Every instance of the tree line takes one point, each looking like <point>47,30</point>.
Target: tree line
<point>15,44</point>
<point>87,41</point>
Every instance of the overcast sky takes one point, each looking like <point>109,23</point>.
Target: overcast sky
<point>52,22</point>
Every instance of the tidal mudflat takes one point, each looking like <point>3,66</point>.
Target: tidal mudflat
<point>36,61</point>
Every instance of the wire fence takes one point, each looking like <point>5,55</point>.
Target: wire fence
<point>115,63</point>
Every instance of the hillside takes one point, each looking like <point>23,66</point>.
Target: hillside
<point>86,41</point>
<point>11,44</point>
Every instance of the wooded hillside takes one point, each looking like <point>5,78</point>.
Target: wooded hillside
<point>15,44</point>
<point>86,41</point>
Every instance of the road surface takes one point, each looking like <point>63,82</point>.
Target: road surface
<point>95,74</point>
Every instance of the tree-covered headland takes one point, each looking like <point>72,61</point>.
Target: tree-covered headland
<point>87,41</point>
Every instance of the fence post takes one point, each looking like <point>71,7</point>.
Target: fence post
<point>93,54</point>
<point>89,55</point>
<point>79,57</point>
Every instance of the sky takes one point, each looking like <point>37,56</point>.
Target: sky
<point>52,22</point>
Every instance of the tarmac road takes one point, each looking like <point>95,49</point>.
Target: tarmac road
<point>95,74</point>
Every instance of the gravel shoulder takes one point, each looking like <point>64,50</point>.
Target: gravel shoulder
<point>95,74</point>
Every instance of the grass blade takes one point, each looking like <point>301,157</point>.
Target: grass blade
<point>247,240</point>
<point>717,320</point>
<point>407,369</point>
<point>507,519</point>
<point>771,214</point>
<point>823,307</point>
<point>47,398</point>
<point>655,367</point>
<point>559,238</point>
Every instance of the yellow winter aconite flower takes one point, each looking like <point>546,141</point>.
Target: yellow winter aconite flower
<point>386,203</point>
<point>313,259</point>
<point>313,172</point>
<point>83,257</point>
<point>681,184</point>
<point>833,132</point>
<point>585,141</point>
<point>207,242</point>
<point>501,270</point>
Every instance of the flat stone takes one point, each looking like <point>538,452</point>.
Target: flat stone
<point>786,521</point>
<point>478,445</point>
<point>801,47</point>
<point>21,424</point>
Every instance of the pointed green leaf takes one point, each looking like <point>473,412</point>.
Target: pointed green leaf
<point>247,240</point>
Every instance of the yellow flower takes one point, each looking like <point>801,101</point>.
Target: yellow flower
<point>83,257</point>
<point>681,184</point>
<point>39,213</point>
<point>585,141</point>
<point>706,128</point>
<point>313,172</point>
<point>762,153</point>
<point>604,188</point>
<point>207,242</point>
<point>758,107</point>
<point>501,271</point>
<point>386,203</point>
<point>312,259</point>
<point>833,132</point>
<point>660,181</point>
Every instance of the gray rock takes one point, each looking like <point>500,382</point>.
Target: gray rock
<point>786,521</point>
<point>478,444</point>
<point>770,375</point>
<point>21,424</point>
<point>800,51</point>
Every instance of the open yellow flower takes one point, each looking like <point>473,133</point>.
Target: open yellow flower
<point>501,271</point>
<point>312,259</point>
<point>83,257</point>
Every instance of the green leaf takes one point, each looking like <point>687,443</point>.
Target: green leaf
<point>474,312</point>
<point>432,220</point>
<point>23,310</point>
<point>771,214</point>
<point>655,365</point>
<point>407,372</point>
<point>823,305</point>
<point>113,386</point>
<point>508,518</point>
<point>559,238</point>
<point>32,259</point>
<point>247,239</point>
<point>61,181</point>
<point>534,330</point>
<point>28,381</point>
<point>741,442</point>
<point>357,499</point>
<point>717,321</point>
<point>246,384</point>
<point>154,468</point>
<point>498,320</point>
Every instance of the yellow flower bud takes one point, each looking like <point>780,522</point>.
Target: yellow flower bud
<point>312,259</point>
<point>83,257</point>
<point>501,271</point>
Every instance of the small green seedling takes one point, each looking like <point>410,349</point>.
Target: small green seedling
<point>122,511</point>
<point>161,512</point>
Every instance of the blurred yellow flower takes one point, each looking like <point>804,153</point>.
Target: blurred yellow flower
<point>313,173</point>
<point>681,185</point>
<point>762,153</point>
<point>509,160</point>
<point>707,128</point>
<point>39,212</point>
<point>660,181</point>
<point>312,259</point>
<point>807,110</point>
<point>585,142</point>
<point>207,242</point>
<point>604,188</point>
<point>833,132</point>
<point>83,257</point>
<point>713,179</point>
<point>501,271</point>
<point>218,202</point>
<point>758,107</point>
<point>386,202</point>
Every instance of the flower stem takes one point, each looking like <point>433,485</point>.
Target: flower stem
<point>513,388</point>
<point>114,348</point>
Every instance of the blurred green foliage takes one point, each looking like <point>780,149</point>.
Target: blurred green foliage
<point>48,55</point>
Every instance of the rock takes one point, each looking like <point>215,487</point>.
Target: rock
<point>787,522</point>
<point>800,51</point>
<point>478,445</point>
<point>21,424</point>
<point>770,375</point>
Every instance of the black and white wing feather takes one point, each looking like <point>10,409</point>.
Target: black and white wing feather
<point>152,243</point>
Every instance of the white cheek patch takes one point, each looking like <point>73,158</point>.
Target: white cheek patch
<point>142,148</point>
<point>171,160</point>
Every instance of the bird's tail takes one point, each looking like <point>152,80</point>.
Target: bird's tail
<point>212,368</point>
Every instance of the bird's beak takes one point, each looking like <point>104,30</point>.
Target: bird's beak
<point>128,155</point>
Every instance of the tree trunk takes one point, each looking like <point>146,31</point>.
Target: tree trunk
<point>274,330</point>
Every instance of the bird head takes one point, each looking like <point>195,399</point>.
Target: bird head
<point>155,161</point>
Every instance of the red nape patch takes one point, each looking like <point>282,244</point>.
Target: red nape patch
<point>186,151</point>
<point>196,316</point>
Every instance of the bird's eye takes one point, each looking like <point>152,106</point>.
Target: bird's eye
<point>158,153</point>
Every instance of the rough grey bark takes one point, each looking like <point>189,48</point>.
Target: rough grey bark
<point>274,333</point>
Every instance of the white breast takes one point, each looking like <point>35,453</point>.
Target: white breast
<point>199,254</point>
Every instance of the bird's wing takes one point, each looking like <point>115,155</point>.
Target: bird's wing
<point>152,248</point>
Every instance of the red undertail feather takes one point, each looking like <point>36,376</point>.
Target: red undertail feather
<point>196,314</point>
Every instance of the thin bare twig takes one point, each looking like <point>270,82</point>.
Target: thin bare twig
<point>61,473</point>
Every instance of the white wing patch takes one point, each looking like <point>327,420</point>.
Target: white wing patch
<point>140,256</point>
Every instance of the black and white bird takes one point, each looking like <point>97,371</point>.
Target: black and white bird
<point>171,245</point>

##########

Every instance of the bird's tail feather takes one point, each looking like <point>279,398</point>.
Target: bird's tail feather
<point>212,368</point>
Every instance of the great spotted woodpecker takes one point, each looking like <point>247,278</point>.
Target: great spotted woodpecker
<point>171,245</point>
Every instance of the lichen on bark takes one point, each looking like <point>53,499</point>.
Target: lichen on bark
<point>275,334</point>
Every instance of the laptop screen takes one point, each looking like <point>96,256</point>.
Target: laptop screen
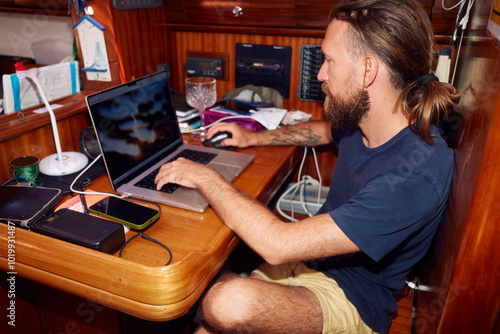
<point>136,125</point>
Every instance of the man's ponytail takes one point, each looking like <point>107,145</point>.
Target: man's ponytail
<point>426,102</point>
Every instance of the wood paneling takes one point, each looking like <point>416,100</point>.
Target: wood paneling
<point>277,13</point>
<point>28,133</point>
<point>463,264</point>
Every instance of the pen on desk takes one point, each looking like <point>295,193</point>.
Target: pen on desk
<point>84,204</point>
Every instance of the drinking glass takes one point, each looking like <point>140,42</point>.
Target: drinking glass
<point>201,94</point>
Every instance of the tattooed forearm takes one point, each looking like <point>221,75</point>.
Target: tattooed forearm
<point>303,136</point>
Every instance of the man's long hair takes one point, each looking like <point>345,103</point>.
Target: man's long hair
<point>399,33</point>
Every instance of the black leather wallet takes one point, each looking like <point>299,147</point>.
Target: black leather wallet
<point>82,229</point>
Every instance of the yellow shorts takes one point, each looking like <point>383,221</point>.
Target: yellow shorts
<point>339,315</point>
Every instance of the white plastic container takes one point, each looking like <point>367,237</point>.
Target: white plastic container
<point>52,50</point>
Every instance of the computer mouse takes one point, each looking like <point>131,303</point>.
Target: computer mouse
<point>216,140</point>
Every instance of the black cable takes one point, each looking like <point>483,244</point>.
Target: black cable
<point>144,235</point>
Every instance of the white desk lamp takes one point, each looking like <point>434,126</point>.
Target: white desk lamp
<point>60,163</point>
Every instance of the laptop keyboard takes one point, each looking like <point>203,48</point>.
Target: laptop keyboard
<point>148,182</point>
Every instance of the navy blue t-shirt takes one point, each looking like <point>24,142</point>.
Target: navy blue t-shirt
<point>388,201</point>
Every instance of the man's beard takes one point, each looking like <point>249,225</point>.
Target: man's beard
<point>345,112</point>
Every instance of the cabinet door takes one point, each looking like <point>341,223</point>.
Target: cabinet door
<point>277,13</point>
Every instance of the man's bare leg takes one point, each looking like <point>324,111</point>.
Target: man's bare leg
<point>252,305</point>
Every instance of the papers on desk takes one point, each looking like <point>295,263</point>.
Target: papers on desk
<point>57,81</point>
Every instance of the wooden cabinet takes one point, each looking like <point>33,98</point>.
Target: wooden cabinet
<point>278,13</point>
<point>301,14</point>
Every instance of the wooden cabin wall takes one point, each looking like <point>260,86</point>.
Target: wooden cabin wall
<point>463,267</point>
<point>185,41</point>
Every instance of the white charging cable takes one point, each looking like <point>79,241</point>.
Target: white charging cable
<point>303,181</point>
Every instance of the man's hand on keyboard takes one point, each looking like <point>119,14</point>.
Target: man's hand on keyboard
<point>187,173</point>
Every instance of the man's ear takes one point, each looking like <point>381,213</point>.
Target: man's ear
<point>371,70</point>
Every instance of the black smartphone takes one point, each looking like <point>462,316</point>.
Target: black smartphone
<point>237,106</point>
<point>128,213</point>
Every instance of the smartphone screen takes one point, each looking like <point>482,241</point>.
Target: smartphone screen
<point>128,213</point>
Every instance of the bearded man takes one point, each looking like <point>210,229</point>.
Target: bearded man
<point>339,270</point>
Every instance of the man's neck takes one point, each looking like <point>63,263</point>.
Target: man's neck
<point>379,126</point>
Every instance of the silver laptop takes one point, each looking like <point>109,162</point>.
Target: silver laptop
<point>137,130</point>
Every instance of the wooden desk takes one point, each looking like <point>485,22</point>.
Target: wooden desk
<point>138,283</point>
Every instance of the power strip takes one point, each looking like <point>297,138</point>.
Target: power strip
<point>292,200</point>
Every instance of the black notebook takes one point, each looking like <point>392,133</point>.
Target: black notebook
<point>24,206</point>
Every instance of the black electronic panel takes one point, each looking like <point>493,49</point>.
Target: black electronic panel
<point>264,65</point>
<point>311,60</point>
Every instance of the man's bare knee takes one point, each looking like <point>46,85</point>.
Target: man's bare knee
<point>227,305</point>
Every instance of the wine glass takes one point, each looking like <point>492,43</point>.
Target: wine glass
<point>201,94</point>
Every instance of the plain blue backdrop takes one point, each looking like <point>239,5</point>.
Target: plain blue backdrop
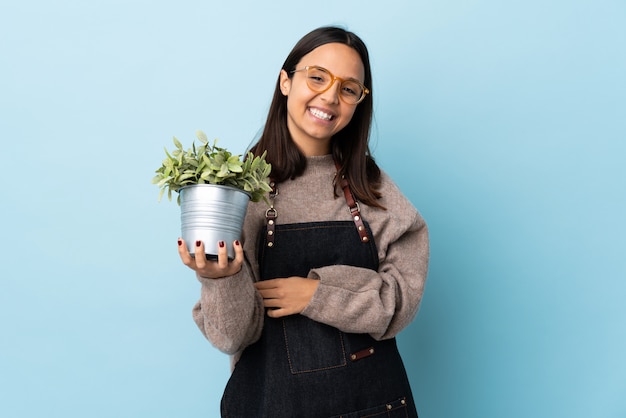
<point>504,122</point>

##########

YOUR OBJECTIVE:
Copy the data from the line with "Every instance of the man's beard" through the line with "<point>57,81</point>", substituting "gets a single point" for "takes one point" and leaving everything else unchanged.

FINISHED EXERCISE:
Every instance of the man's beard gets a single point, each looking like <point>249,225</point>.
Target: man's beard
<point>345,112</point>
Every instance of the cabinet door gets a single point, each looking like <point>341,223</point>.
Target: cabinet door
<point>277,13</point>
Every instance of the man's bare leg gets a single point, each looking like <point>324,111</point>.
Target: man's bare leg
<point>252,305</point>
Every instance of the papers on desk gets a single point, each looking like <point>295,263</point>.
Target: papers on desk
<point>57,81</point>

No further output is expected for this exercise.